- _TASK TO COMPLETE_
Extract every line from the entries below that contains the word "bumper", and list those lines in their original order.

- _INPUT FOR THIS TASK_
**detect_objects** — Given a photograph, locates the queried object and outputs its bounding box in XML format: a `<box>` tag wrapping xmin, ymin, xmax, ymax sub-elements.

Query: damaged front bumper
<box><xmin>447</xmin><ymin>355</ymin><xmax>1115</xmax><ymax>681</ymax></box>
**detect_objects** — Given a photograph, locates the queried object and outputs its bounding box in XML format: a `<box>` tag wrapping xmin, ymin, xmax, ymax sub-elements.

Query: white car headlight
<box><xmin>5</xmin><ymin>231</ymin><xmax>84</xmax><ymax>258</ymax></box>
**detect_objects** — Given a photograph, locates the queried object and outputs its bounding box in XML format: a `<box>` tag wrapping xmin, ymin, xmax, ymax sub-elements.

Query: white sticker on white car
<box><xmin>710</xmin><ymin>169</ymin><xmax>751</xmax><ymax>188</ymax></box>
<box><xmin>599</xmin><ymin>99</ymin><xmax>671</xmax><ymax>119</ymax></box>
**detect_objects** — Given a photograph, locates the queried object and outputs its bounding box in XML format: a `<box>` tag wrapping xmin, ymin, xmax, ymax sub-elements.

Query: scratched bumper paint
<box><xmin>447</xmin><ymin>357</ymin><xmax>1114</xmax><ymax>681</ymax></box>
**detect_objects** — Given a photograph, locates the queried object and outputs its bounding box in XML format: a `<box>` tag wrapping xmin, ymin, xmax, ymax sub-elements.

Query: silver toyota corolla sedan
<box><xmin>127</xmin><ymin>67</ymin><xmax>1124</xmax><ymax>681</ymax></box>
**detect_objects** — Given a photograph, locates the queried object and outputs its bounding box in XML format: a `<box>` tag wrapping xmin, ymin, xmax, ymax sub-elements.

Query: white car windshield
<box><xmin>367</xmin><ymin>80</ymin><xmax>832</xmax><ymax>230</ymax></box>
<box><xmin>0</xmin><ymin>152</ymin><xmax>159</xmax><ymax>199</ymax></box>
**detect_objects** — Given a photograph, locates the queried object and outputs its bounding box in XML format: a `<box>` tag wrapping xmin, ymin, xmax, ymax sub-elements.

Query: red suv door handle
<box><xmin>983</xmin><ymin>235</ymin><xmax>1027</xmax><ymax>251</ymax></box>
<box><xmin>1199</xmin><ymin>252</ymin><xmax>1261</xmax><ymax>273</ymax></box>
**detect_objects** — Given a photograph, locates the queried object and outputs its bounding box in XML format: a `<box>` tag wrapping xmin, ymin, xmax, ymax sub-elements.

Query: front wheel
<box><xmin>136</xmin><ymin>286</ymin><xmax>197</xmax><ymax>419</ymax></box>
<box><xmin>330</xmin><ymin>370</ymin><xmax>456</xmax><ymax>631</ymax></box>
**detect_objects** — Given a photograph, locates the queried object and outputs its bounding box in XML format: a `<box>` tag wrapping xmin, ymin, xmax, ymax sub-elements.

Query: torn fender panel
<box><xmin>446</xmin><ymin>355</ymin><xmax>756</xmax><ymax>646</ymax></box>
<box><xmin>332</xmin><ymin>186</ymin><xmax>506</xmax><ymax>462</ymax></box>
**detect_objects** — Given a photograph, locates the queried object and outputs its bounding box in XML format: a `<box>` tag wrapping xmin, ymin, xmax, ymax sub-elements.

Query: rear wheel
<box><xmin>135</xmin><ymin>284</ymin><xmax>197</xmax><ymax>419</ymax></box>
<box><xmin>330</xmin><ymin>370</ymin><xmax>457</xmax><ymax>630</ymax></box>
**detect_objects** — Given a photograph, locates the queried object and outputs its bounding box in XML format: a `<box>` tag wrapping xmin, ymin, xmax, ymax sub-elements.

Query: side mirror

- _OUTPUT OF THE TASK_
Query: damaged front bumper
Query: scratched bumper paint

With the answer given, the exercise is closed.